Reading text:
SC 13E3/A 1 d101294dsc13e3a.htm SC 13E3 (AMENDMENT NO. 3) SC 13E3 (Amendment No. 3)

 

 

UNITED STATES

SECURITIES AND EXCHANGE COMMISSION

Washington, D.C. 20549

 

 

SCHEDULE 13E-3

(Amendment No. 3)

RULE 13e-3 TRANSACTION STATEMENT UNDER SECTION 13(E)

OF THE SECURITIES EXCHANGE ACT OF 1934

 

 

W2007 Grace Acquisition I, Inc.

(Name of the Issuer)

 

 

W2007 Grace Acquisition I, Inc.

W2007 Grace II, LLC

W2007 Grace Acquisition II, Inc.

W2007 Grace I, LLC

PFD Holdings, LLC

Whitehall Parallel Global Real Estate Limited Partnership 2007

W2007 Finance Sub, LLC

Whitehall Street Global Real Estate Limited Partnership 2007

The Goldman Sachs Group, Inc.

Todd Giannoble

Greg Fay

Brian Nordahl

(Names of Persons Filing Statement)

8.75% Series B Cumulative Preferred Stock, par value $0.01 per share

9.00% Series C Cumulative Preferred Stock, par value $0.01 per share

(Title of Class of Securities)

982568206

982568305

(CUSIP Number)

Gregory Fay

6011 Connection Drive, Irving, TX 75039

Tel: (972) 368-2200

(Name, Address and Telephone Number of Person Authorized to Receive Notices and Communications)

With copies to: 

Sullivan & Cromwell LLP

1888 Century Park East, Suite 2100

Los Angeles, CA 90067

Attention: Eric M. Krautheimer

Tel: (310) 712-6600

 

 

This statement is filed in connection with (check the appropriate box):

 

(a) 

  ¨   The filing of solicitation materials or an information statement subject to Regulation 14A, Regulation 14-C or Rule 13e-3(c) under the Securities Exchange Act of 1934.

(b) 

  ¨   The filing of a registration statement under the Securities Act of 1933.

(c) 

  ¨   A tender offer.

(d) 

  x   None of the above.

Check the following box if the soliciting materials or information statement referred to in checking box (a) are preliminary copies: ¨

Check the following box if the filing is a final amendment reporting the results of the transaction: ¨

Calculation of Filing Fee

Transactional Valuation*   Amount of Filing Fee**
$62,380,890.00   $7,248.66

 

* Calculated solely for the purpose of determining the filing fee in accordance with Rule 0-11(b)(1) under the Securities Exchange Act of 1934, as amended. The filing fee is calculated based on the sum of the aggregate cash payment for the proposed per share cash payment of $26.00 for each of the 3,450,000 outstanding shares of 8.75% Series B Cumulative Preferred Stock, par value $0.01 per share, and the 2,400,000 outstanding shares of 9.00% Series C Cumulative Preferred Stock, par value $0.01 per share, of the issuer subject to the transaction, less 3,450,735 shares beneficially owned by affiliates of the issuer which will contribute such shares to a newly formed subsidiary, which subsidiary will then be contributed to the issuer immediately prior to the effective time in exchange for newly issued shares of the issuer’s common stock (the “Transaction Valuation”).

Directive:
Please resume the Schedule 13E-3 filing for W2007 Grace Acquisition I, Inc. after its last sentence. The items come from a separate source.

Raw records:
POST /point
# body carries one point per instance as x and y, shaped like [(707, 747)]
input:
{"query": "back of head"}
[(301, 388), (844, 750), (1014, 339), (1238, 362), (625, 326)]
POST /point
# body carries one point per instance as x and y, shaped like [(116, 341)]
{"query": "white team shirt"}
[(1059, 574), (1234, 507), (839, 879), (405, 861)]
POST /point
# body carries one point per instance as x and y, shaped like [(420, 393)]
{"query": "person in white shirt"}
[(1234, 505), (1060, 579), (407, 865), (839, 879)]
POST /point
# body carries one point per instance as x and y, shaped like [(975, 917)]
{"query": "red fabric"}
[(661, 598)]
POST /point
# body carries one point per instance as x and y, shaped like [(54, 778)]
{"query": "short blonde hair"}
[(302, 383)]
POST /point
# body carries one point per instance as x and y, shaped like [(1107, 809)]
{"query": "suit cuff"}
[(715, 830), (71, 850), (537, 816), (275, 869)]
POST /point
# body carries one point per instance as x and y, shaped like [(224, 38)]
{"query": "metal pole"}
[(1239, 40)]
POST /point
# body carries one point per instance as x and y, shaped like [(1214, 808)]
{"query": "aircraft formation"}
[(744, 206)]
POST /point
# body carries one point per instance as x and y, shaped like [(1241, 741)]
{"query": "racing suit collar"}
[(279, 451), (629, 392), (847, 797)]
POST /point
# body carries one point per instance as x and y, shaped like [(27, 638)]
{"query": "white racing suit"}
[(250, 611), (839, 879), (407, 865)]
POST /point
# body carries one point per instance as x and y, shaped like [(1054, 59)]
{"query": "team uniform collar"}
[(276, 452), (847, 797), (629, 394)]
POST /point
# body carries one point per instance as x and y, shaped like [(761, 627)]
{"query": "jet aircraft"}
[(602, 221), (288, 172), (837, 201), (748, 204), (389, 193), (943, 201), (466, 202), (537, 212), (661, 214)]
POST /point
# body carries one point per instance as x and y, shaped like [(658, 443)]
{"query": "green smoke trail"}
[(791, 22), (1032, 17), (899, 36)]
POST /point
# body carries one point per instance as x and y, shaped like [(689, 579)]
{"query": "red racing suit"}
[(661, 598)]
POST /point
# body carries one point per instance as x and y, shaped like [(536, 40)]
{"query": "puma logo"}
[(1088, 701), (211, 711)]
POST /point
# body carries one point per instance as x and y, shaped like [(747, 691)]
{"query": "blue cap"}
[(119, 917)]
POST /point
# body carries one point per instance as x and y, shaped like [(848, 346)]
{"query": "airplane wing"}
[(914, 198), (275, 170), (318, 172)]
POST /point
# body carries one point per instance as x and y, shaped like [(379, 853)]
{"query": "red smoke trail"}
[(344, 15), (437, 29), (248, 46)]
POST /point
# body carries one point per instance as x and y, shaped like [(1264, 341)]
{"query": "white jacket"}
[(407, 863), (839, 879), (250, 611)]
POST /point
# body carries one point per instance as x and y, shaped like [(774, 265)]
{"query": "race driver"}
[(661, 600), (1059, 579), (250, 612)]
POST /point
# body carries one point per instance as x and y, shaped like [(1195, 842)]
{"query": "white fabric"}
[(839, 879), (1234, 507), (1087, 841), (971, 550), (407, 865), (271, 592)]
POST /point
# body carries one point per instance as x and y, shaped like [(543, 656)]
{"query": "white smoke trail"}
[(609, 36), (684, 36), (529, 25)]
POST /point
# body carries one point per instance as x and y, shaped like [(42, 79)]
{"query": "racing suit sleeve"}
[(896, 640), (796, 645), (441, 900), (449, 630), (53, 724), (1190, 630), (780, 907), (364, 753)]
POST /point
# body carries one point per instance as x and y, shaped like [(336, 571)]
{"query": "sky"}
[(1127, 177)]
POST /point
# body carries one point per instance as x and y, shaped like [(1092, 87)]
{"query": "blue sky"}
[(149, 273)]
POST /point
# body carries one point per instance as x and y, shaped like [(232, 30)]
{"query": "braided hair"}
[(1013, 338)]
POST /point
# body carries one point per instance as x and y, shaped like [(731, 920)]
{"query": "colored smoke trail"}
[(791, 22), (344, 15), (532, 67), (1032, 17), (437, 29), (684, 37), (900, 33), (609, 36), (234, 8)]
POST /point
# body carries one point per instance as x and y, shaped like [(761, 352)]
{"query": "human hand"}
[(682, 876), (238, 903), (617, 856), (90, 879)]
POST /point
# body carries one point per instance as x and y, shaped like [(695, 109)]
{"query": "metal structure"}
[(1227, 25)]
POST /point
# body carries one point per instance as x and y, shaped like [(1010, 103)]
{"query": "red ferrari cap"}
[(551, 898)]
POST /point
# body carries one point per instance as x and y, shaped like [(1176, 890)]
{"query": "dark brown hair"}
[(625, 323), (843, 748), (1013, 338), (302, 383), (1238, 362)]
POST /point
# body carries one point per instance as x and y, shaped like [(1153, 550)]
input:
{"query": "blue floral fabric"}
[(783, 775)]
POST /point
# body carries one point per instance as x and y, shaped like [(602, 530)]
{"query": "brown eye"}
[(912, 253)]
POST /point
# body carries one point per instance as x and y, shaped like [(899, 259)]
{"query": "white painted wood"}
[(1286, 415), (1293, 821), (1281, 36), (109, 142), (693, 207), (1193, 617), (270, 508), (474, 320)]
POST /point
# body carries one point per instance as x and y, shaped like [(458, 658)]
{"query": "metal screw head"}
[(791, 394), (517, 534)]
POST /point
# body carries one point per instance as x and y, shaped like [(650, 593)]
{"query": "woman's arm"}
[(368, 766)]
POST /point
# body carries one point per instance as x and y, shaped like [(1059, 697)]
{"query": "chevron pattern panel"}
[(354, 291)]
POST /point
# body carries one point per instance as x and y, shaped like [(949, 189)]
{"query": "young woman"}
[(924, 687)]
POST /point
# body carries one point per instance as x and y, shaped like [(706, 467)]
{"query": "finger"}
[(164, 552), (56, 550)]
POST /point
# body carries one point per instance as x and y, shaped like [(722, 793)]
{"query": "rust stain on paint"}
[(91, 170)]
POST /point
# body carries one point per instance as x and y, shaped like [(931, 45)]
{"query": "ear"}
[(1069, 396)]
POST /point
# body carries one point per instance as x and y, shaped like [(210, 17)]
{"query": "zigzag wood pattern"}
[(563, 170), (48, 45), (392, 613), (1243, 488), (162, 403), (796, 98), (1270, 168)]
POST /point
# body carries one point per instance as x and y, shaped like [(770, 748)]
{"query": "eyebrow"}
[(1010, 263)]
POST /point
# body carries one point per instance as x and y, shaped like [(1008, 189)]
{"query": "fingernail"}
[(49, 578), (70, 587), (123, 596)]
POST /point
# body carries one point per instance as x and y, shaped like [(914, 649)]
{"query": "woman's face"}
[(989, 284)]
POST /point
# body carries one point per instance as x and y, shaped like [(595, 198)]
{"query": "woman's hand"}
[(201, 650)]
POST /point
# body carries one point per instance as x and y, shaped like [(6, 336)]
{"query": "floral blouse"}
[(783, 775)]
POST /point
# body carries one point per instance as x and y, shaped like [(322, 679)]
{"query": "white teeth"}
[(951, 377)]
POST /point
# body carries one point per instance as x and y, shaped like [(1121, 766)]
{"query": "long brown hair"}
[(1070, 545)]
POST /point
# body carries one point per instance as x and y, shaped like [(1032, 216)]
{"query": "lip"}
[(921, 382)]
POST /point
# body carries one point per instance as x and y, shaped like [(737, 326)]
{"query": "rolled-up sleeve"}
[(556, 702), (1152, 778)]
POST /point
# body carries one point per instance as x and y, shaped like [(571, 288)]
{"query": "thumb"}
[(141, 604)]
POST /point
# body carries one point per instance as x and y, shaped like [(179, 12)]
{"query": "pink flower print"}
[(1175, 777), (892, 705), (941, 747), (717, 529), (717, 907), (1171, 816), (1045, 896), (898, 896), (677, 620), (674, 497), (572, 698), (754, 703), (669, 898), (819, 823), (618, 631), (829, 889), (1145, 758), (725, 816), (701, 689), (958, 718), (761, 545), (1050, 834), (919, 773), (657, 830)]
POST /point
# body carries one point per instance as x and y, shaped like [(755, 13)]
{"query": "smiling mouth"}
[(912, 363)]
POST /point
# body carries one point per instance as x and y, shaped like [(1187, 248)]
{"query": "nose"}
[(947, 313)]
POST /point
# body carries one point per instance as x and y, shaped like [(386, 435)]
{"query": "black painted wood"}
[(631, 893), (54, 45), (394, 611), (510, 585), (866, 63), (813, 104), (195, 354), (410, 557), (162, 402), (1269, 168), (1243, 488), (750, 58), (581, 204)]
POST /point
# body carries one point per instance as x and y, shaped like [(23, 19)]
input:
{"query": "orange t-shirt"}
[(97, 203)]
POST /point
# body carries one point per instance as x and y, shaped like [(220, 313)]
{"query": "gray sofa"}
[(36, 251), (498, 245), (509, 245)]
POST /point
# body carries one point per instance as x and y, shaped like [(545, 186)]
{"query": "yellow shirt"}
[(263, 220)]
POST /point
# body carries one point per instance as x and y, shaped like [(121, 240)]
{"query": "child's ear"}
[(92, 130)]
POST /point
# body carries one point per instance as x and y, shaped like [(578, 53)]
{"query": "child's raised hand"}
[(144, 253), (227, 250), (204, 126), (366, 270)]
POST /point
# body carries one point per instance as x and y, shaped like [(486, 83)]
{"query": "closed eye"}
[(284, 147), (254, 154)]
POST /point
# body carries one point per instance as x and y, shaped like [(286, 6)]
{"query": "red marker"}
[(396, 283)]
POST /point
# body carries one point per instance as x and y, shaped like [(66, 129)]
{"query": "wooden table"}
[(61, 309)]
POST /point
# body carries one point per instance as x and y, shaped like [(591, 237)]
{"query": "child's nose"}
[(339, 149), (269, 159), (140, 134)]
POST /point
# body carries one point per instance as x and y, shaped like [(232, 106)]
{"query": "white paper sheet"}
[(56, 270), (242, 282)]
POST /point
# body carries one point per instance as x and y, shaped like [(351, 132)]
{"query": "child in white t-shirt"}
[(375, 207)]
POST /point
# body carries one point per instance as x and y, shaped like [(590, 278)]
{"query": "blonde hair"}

Output for this task:
** The amount of the filing fee, calculated in accordance with Exchange Act Rule 0-11(b)(1) and the Securities and Exchange Commission Fee Rate Advisory #1 for Fiscal Year 2015, was calculated by multiplying the Transaction Valuation by 0.0001162.

 

x Check box if any part of the fee is offset as provided by Rule 0-11(a)(2) and identify the filing with which the offsetting of the fee was previously paid. Identify the previous filing by registration statement number, or the Form or Schedule and the date of its filing.

 

Amount Previously Paid: $7,248.66    Filing Party: W2007 Grace Acquisition I, Inc.
Form or Registration No.: Schedule 13E-3    Date Filed: August 14, 2015

Neither the Securities and Exchange Commission nor any state securities regulatory agency has approved or disapproved of the transaction, passed upon the merits or fairness of the transaction or passed upon the adequacy or accuracy of the disclosure in this document. Any representation to the contrary is a criminal offense.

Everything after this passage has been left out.